=== Textauszug ===
━━━━━━━━━━━━━━━━━━━━

Einmal hat dies ein anderer Jugendlicher beobachtet und wollte uns helfen. Er hat mit einem Stein auf den Kopf dieses Mannes geschlagen. Der Mann wurde am Kopf verletzt, ist aber nicht gestorben. Dieser Jugendliche ist danach weggelaufen. Wir sind auch weggegangen und zu Hause wurden wir von der Polizei abgeholt. Uns wurde Mordversuch an diesem Mann vorgeworfen und wir wurden in eine Jugendanstalt gesteckt, wo wir bis zu unserem 18. Lebensjahr bleiben hätten müssen und dann wäre die Gerichtsverhandlung gewesen.

 

Der Mann, der uns immer belästigte, war der Sohn des Polizeichefs in meinem Viertel. Als ich in der Jugendanstalt war, wurde ich öfters von dem Polizeichef geschlagen und verletzt. Das war fast tagtäglich und ich habe mir gedacht, solange halte ich das nicht aus. Nach 2 Jahren Aufenthalt bin ich aus der Anstalt geflüchtet.

 

In der Stadt wo wir waren, haben wir gebettelt und so konnte ich mit dem erbettelten Geld nach C. fahren, von wo aus ich nach Spanien gefahren bin. Ich habe auch von meinen Eltern dass die Polizei öfters bei uns zu Hause nach mir gefragt hat. Die Stadt in der die Jugendanstalt war heißt A. und die Anstalt hieß "XX".

 

(Ende der freien Erzählung)

 

Frage: Haben Sie, außer dem bisher vorgebrachten Sachverhalt, weitere Gründe Ihrer Flucht vorzubringen?

 

Antwort: Nein.

 

Frage: Sind Sie in Ihrem Heimatland vorbestraft?

 

Antwort: Nein.

 

Frage: Haben Sie in Ihrem Heimatland strafbare Handlungen begangen?

 

Antwort: Nein.

 

Frage: Sind oder waren Sie jemals Mitglied einer politischen Partei?

 

Antwort: Nein.

 

Frage: Waren Sie, außerhalb einer politischen Partei, in Ihrem Heimatland jemals politisch aktiv?

 

Antwort: Nein.

 

Frage: Hatten Sie in Ihrem Heimatland jemals Probleme mit der Polizei, einem Gericht oder einer anderen staatlichen Behörde?

━━━━━━━━━━━━━━━━━━━━

=== Gegebene Angaben ===
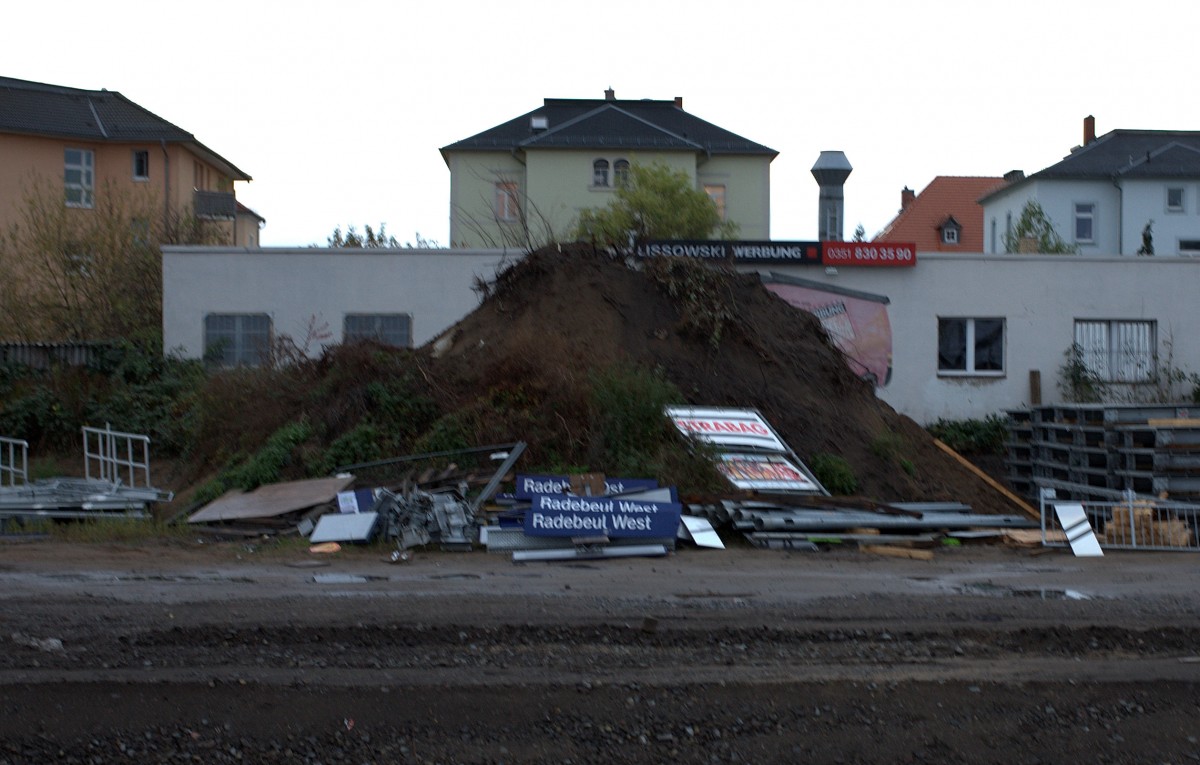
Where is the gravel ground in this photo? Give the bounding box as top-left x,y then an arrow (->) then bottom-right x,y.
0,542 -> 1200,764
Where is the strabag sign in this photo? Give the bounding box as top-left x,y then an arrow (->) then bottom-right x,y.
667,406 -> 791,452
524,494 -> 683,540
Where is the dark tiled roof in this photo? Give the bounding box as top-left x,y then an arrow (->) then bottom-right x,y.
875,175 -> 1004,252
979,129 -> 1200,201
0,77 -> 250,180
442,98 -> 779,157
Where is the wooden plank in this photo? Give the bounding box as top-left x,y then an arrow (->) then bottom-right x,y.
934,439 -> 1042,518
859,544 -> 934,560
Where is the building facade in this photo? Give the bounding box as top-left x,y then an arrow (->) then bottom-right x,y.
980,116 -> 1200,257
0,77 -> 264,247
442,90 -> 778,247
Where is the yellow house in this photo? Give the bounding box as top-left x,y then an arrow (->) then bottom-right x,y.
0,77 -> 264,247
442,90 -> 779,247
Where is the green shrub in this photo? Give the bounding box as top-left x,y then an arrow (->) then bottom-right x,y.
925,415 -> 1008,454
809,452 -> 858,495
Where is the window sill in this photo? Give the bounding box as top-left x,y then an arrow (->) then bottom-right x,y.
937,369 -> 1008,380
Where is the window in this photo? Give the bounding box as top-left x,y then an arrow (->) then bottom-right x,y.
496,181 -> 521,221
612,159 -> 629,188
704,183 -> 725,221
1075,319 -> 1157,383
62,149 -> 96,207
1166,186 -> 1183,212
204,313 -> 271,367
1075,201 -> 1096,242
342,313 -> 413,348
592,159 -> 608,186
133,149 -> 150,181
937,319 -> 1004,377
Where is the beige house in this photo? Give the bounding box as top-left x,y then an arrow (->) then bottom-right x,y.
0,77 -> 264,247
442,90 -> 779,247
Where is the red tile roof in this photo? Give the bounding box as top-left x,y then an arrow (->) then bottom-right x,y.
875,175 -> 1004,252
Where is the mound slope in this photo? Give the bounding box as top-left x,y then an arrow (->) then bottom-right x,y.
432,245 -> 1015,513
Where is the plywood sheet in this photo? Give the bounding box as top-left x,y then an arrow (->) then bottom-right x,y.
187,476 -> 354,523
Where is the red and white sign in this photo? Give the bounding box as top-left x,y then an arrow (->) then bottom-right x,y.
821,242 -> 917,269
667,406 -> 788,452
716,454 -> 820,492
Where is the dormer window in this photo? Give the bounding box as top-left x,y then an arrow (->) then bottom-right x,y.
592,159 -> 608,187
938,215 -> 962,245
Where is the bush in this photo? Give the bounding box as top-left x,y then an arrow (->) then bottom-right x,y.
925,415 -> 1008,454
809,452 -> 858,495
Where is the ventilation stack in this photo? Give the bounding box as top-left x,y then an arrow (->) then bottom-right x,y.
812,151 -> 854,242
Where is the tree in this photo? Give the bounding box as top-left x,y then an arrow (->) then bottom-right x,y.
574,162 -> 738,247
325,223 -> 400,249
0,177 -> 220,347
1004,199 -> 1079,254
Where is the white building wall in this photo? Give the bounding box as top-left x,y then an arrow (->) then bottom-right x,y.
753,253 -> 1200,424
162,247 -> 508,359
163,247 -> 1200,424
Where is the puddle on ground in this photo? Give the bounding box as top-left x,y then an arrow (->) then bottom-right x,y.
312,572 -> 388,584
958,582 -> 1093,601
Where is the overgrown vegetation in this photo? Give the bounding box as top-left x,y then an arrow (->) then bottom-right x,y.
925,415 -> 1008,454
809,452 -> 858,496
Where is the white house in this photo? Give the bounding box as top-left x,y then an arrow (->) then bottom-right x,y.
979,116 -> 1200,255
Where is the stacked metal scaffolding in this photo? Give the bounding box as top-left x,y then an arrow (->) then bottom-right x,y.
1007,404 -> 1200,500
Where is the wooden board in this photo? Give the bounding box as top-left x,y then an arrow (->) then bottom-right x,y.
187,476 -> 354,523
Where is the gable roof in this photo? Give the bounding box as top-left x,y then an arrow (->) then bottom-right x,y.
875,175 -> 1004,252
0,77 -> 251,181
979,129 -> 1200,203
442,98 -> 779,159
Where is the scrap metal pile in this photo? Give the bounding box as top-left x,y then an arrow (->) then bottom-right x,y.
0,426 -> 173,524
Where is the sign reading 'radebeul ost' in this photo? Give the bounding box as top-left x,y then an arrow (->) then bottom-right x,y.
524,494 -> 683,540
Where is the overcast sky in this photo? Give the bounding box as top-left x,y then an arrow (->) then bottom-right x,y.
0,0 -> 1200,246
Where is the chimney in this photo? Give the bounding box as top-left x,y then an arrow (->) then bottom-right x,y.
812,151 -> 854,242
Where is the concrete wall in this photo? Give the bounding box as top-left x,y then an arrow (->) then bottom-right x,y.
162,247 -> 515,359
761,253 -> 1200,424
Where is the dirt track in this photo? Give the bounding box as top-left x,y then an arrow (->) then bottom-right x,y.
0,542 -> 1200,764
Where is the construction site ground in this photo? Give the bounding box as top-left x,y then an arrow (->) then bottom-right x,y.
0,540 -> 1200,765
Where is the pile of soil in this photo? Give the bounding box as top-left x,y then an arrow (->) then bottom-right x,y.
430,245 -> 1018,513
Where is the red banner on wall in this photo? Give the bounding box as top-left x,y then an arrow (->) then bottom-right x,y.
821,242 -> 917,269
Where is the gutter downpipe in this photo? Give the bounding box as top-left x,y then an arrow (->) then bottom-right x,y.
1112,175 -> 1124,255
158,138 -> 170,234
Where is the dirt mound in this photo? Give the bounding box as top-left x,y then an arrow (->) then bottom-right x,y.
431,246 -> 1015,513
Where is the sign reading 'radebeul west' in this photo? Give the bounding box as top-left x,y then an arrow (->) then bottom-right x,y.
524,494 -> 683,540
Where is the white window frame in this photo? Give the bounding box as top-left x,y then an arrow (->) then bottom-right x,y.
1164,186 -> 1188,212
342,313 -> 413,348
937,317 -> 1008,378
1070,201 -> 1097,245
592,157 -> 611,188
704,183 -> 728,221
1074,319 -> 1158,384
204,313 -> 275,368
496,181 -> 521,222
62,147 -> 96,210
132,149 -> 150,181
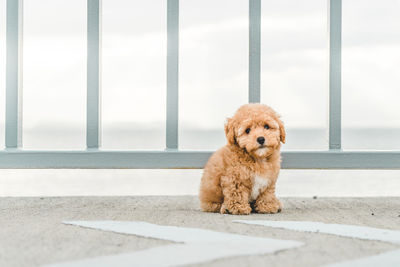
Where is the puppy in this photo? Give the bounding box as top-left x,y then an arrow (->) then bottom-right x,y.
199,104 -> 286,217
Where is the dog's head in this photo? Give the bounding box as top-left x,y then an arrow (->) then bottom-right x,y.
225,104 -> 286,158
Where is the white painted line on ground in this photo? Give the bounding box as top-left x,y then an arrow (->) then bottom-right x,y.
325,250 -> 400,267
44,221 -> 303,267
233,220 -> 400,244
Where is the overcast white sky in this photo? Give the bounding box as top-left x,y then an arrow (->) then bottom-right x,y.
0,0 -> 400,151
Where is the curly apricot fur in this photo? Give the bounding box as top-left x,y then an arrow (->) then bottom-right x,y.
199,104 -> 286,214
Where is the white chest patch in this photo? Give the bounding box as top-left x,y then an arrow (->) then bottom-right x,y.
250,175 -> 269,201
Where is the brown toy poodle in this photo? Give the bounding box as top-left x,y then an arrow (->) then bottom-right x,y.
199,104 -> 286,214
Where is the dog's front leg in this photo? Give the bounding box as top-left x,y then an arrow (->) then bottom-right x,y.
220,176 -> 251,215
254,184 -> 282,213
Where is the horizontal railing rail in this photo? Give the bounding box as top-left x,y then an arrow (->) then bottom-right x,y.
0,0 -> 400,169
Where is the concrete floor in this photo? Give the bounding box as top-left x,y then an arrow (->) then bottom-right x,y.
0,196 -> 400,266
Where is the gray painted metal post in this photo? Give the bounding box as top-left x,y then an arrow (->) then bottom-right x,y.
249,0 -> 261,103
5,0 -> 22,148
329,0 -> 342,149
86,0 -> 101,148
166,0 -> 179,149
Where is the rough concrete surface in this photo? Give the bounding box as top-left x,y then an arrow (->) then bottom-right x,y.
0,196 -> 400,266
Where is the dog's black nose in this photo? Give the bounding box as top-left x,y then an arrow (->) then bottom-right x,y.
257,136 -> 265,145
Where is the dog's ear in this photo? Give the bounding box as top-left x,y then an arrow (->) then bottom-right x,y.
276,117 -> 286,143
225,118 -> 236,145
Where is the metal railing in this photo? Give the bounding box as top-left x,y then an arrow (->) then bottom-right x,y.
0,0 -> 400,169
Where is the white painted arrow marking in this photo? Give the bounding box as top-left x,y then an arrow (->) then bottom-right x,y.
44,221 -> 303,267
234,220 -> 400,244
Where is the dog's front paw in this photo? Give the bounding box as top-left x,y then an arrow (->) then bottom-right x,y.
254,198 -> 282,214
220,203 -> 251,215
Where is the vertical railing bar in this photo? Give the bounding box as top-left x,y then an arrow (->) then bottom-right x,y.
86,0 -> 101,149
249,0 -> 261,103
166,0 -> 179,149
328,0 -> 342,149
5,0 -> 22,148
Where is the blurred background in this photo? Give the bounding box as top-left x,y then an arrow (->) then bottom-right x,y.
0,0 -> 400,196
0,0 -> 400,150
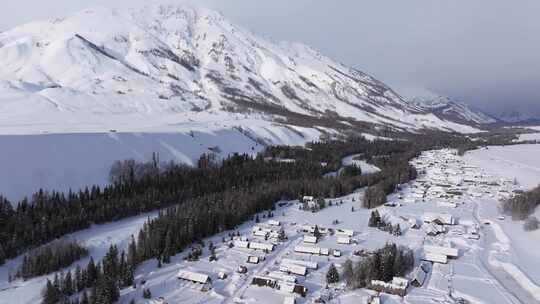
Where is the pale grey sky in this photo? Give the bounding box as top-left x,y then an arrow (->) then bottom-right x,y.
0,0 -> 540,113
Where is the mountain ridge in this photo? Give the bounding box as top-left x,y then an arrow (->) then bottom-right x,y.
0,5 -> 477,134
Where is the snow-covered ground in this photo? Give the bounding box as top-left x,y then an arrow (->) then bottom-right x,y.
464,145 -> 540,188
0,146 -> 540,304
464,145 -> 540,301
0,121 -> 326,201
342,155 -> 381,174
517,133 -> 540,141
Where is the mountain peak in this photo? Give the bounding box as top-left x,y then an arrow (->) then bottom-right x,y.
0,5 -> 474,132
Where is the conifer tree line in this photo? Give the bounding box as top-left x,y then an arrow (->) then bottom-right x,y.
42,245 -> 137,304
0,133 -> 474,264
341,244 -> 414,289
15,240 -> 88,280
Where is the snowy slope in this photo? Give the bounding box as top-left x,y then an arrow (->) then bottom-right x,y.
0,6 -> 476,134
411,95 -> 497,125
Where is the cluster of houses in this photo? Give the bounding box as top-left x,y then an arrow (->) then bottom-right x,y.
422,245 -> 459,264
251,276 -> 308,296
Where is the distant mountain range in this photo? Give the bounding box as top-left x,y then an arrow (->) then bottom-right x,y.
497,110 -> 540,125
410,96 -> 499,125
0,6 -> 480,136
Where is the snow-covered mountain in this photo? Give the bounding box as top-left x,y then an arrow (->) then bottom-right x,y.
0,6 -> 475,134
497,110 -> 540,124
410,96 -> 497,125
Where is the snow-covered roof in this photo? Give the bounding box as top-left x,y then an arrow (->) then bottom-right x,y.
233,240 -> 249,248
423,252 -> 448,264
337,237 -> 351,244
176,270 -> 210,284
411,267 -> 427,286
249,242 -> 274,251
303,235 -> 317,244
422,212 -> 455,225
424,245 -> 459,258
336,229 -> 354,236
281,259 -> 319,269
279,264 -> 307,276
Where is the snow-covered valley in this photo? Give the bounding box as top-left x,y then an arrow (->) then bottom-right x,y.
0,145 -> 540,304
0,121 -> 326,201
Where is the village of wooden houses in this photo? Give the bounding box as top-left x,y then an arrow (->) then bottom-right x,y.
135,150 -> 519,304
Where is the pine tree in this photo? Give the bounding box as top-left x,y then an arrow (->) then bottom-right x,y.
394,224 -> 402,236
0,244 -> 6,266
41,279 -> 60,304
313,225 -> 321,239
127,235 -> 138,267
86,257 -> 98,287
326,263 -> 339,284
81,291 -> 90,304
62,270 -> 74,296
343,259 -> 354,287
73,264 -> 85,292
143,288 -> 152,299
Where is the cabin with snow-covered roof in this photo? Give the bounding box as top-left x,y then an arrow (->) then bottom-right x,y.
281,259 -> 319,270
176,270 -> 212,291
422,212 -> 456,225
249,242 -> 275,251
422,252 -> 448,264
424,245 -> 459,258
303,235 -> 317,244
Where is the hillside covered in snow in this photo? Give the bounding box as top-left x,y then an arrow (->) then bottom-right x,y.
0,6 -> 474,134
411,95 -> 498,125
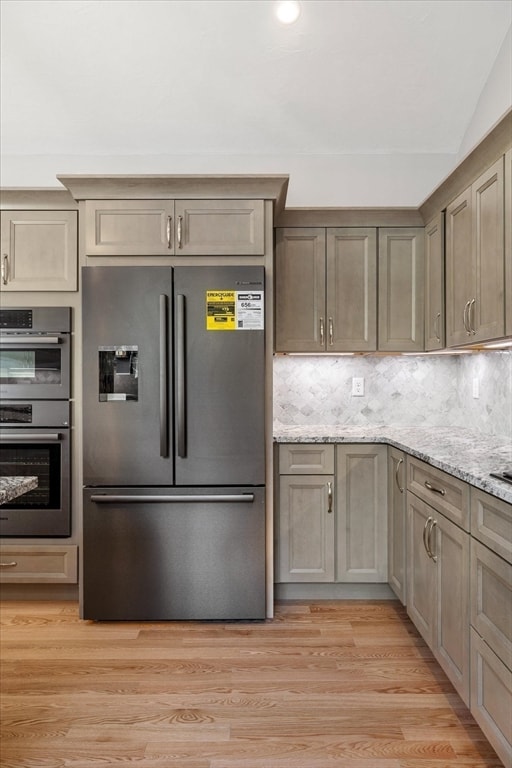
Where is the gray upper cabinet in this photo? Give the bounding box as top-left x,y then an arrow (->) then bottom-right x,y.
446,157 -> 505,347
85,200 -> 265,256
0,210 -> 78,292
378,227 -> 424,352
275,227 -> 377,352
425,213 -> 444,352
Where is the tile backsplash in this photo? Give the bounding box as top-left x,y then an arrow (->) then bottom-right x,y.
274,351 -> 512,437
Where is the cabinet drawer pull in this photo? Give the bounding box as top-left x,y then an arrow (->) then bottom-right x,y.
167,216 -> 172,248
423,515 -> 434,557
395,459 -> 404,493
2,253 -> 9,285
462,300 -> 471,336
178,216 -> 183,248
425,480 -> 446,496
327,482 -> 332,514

━━━━━━━━━━━━━━━━━━━━

=== Aufgabe ===
Nenne bitte alle Fragen im Textauszug, auf die mit „Nein.“ geantwortet wird, jeweils mit ihrem Wortlaut.

=== Lösung ===
- Haben Sie, außer dem bisher vorgebrachten Sachverhalt, weitere Gründe Ihrer Flucht vorzubringen?
- Sind Sie in Ihrem Heimatland vorbestraft?
- Haben Sie in Ihrem Heimatland strafbare Handlungen begangen?
- Sind oder waren Sie jemals Mitglied einer politischen Partei?
- Waren Sie, außerhalb einer politischen Partei, in Ihrem Heimatland jemals politisch aktiv?